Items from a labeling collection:
━━━━━━━━

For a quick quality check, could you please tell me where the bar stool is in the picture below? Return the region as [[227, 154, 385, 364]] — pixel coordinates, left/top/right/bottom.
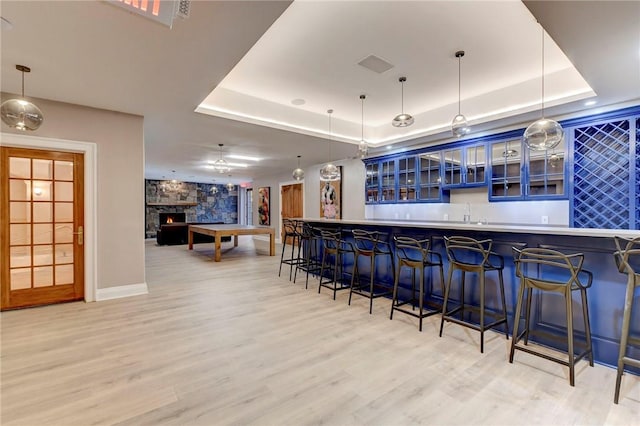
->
[[278, 219, 300, 281], [318, 230, 354, 300], [389, 235, 444, 331], [509, 247, 593, 386], [440, 236, 509, 353], [293, 222, 322, 289], [613, 237, 640, 404], [349, 229, 395, 314]]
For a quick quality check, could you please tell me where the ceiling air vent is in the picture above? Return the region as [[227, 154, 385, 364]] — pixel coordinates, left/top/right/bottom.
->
[[358, 55, 393, 74], [176, 0, 191, 19]]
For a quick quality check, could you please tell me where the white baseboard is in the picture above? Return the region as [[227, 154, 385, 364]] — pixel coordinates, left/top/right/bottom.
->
[[96, 283, 149, 302]]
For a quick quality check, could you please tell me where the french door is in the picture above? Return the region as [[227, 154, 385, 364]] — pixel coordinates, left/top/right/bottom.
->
[[0, 147, 84, 310]]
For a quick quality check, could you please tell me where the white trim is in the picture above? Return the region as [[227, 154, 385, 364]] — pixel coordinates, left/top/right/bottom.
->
[[0, 133, 98, 302], [96, 283, 149, 302]]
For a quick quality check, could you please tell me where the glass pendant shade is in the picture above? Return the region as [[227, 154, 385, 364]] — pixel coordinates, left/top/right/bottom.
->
[[451, 114, 471, 138], [522, 118, 564, 151], [0, 65, 44, 130], [213, 143, 231, 173], [391, 77, 414, 127], [522, 25, 564, 151], [451, 50, 471, 138], [320, 163, 340, 181], [291, 155, 304, 181]]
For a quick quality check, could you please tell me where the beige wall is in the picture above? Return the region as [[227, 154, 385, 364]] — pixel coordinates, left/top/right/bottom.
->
[[2, 93, 145, 288]]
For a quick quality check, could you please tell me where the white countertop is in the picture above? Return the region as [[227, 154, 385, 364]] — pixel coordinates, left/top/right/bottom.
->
[[301, 218, 640, 238]]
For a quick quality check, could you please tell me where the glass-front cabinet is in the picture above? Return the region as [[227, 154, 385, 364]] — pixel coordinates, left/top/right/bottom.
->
[[418, 151, 442, 201], [364, 163, 380, 203], [380, 160, 396, 203], [525, 140, 566, 199], [398, 156, 416, 202], [489, 139, 523, 200], [442, 144, 487, 188]]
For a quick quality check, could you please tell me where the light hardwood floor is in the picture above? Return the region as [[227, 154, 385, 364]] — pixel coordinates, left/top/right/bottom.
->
[[0, 237, 640, 426]]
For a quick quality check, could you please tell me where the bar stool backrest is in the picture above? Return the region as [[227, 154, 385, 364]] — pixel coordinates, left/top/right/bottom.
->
[[351, 229, 391, 254], [512, 247, 593, 293], [613, 236, 640, 279], [444, 236, 493, 267], [393, 235, 431, 263]]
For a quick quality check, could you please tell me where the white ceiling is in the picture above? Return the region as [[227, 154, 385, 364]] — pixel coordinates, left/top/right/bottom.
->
[[0, 0, 640, 182]]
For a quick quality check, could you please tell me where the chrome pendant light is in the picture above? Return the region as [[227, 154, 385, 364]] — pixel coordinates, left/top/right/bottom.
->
[[451, 50, 471, 138], [291, 155, 304, 181], [320, 109, 340, 181], [213, 143, 231, 173], [522, 25, 564, 151], [0, 65, 44, 130], [358, 95, 369, 158], [391, 77, 413, 127]]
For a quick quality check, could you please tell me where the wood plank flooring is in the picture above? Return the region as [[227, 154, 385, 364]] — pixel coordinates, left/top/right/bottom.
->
[[0, 237, 640, 426]]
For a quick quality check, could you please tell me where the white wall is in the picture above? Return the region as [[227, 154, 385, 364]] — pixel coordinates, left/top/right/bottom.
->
[[2, 93, 145, 289]]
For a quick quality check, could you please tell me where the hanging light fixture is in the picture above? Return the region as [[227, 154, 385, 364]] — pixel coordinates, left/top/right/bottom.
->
[[213, 143, 231, 173], [0, 65, 44, 130], [292, 155, 304, 180], [391, 77, 413, 127], [451, 50, 471, 138], [522, 25, 564, 151], [320, 109, 340, 181], [358, 95, 369, 158]]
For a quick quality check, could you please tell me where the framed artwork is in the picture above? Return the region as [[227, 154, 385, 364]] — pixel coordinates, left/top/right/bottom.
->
[[258, 186, 271, 226], [320, 166, 342, 219]]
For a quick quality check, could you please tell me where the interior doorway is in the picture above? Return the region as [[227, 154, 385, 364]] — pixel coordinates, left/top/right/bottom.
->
[[0, 147, 85, 310], [280, 183, 304, 244]]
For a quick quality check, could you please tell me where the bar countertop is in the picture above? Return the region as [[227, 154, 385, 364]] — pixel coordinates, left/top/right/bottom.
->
[[301, 218, 640, 238]]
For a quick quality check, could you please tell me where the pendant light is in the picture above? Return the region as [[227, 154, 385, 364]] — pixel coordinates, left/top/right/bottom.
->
[[358, 95, 369, 158], [213, 143, 231, 173], [292, 155, 304, 180], [451, 50, 471, 138], [391, 77, 413, 127], [522, 25, 564, 151], [0, 65, 44, 130], [320, 109, 340, 181]]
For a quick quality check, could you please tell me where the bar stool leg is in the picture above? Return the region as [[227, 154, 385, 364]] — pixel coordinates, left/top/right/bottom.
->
[[440, 268, 453, 337], [613, 277, 635, 404], [478, 272, 485, 354], [509, 283, 528, 364], [564, 288, 575, 386]]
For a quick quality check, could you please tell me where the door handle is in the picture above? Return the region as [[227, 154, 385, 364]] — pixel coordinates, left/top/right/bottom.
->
[[74, 226, 84, 246]]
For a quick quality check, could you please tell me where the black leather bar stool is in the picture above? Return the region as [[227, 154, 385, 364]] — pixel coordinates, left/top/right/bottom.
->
[[613, 237, 640, 404], [440, 236, 509, 353], [349, 229, 395, 314], [318, 230, 354, 300], [278, 219, 300, 280], [293, 222, 322, 288], [389, 235, 444, 331], [509, 247, 593, 386]]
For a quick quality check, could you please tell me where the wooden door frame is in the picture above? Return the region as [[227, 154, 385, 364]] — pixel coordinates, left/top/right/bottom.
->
[[0, 133, 98, 302], [271, 180, 307, 244]]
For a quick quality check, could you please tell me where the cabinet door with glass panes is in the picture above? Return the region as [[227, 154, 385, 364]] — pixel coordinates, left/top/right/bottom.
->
[[364, 162, 380, 204], [418, 151, 442, 202], [464, 144, 487, 186], [525, 139, 567, 199], [489, 138, 524, 201], [380, 160, 396, 203], [398, 156, 416, 202]]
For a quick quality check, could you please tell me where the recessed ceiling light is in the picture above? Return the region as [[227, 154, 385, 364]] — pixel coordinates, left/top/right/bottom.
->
[[227, 154, 262, 161]]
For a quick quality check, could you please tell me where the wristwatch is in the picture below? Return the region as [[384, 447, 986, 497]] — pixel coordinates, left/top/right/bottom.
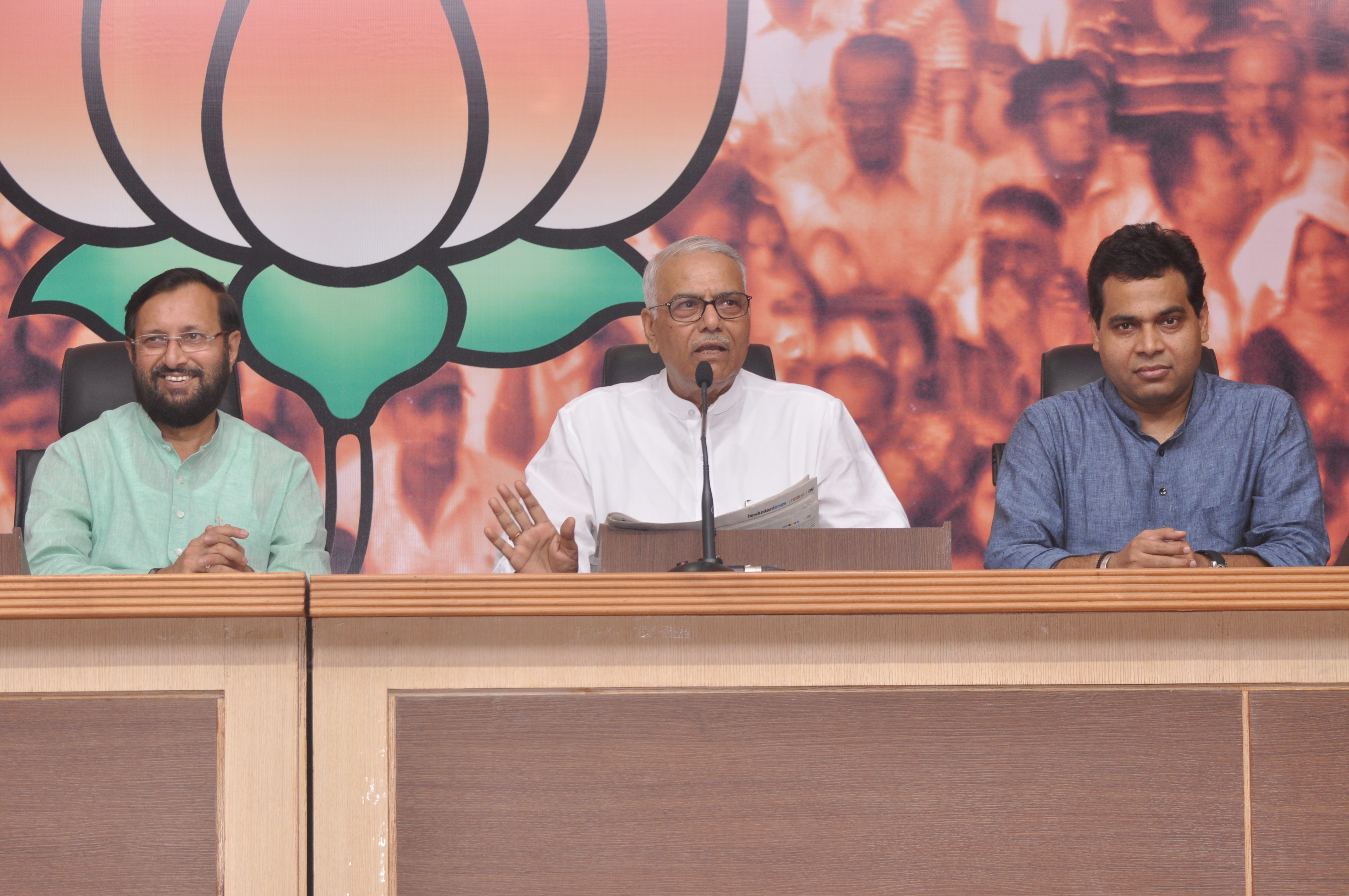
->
[[1195, 551, 1228, 567]]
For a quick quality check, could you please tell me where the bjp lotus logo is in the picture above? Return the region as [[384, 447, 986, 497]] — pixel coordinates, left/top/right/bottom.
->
[[0, 0, 746, 567]]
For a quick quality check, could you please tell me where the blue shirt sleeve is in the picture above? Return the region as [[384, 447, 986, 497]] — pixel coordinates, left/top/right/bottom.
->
[[1241, 397, 1330, 567], [983, 406, 1070, 569]]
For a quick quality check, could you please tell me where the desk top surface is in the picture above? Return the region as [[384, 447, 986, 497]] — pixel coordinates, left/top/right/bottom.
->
[[0, 567, 1349, 619], [309, 567, 1349, 618], [0, 572, 305, 619]]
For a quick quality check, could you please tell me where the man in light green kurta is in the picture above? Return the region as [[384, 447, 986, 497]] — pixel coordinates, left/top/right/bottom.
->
[[24, 269, 328, 575]]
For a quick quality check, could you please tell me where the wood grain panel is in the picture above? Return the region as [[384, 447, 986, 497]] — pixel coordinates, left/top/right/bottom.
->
[[0, 572, 306, 619], [1251, 690, 1349, 896], [395, 690, 1245, 896], [0, 618, 306, 896], [0, 530, 28, 576], [309, 567, 1349, 617], [599, 522, 951, 572], [0, 695, 219, 896]]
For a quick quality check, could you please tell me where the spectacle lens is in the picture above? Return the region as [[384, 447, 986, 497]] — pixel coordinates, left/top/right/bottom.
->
[[668, 293, 750, 324], [131, 333, 224, 355]]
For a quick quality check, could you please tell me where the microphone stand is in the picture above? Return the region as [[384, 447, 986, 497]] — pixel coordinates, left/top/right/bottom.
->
[[670, 360, 735, 572]]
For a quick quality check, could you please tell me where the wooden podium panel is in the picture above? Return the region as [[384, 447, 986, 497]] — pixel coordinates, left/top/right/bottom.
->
[[310, 569, 1349, 896], [391, 688, 1245, 896], [1251, 690, 1349, 896], [0, 694, 223, 896], [0, 574, 306, 896]]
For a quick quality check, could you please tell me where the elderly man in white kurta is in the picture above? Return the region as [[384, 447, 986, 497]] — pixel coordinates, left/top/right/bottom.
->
[[486, 236, 909, 572]]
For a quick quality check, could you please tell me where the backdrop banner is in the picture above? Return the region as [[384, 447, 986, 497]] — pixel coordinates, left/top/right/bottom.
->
[[0, 0, 1349, 574]]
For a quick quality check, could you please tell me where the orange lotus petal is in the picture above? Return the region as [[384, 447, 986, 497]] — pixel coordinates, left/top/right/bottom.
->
[[446, 0, 590, 246], [540, 0, 727, 229], [98, 0, 247, 246], [223, 0, 468, 267], [0, 0, 151, 227]]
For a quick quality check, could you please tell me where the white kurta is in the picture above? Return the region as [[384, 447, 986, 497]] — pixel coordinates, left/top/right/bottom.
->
[[496, 370, 909, 572]]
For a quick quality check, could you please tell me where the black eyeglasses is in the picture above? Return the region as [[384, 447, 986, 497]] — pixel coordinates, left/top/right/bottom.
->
[[127, 331, 225, 355], [652, 293, 751, 324]]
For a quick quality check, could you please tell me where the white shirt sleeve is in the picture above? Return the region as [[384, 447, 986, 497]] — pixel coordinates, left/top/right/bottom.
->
[[816, 400, 909, 529]]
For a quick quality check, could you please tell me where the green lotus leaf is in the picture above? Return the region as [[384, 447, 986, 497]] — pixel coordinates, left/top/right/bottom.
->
[[451, 240, 642, 354], [243, 267, 449, 420], [32, 239, 239, 333]]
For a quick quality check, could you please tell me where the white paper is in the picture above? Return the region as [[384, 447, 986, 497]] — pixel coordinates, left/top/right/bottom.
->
[[604, 476, 820, 532]]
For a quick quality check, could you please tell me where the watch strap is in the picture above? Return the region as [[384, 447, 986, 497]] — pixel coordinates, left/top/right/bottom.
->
[[1195, 551, 1228, 567]]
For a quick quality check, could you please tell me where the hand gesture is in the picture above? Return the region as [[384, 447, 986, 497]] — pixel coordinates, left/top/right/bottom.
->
[[483, 479, 579, 572], [1106, 529, 1207, 569], [159, 526, 252, 572]]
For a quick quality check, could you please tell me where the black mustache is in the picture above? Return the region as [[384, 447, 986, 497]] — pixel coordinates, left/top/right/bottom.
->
[[150, 364, 202, 379]]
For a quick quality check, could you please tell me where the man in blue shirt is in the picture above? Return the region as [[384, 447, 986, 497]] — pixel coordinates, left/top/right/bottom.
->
[[983, 224, 1330, 569]]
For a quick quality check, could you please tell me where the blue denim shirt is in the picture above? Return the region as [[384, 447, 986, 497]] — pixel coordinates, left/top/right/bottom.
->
[[983, 372, 1330, 569]]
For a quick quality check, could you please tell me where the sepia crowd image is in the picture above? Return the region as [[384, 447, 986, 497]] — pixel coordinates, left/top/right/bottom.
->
[[0, 0, 1349, 574]]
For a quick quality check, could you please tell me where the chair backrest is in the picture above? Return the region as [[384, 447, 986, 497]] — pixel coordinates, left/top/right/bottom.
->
[[602, 343, 777, 386], [14, 341, 244, 529], [1040, 344, 1218, 398], [57, 341, 244, 436], [14, 448, 47, 529]]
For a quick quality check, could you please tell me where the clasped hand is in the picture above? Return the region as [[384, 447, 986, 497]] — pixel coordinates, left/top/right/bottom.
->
[[483, 479, 579, 572], [159, 526, 252, 572], [1106, 529, 1209, 569]]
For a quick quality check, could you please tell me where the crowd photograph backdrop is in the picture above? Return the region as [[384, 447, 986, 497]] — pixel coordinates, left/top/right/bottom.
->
[[0, 0, 1349, 574]]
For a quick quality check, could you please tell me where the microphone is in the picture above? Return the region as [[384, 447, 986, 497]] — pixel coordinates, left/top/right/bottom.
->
[[670, 360, 734, 572]]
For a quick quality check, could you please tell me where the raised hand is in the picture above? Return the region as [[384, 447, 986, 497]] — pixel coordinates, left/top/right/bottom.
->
[[483, 479, 580, 572], [160, 526, 252, 572]]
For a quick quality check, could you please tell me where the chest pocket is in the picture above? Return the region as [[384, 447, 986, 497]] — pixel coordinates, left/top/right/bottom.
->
[[1190, 499, 1251, 553]]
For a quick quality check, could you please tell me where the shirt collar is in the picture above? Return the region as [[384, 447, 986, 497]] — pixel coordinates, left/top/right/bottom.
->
[[650, 368, 746, 420], [1100, 370, 1209, 441]]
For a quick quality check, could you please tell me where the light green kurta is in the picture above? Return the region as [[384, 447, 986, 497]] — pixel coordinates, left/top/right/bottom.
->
[[24, 402, 328, 575]]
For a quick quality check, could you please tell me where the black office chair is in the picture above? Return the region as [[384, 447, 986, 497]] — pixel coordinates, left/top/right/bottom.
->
[[14, 341, 244, 529], [602, 343, 777, 386], [993, 345, 1218, 486]]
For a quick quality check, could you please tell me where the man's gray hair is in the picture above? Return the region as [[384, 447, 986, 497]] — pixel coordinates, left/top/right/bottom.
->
[[642, 235, 745, 308]]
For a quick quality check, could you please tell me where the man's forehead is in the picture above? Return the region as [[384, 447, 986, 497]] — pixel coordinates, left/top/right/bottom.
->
[[136, 283, 220, 322], [1040, 78, 1101, 108], [1101, 269, 1190, 318], [834, 55, 909, 98], [657, 252, 745, 295], [1229, 43, 1298, 84], [983, 209, 1054, 239]]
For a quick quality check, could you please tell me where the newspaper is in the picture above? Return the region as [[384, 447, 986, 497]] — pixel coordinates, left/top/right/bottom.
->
[[604, 476, 820, 532]]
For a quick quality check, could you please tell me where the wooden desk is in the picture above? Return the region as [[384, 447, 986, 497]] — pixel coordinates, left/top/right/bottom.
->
[[0, 574, 306, 896], [310, 568, 1349, 896]]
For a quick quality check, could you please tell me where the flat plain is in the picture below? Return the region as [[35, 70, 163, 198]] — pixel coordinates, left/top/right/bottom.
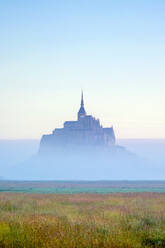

━━━━━━━━

Copy out the items starting at the line containing "where the raised" and ending at the line containing "[[650, 368, 746, 420], [1100, 370, 1209, 441]]", substituting "accuracy review" for "quality check" and leaving everything else unchanged.

◆ **Solution to the exercise**
For a quick accuracy review, could you please tell me where the raised hand is in the picture above? Return the region as [[384, 447, 986, 497]] — pixel coordinates, left/top/right/bottom.
->
[[483, 479, 580, 572], [160, 526, 252, 572]]
For a quick accuracy review, could you please tell me where the chest pocket is in the picture above? Return the region as [[384, 447, 986, 497]] — pixel coordinates, left/top/right/bottom.
->
[[1190, 499, 1251, 553]]
For a quick accuracy review, could you please tell me where the shirt collar is in the picture above? Return the region as [[384, 447, 986, 497]] — pixel coordinates, left/top/right/bottom.
->
[[650, 368, 746, 420], [1100, 370, 1209, 441]]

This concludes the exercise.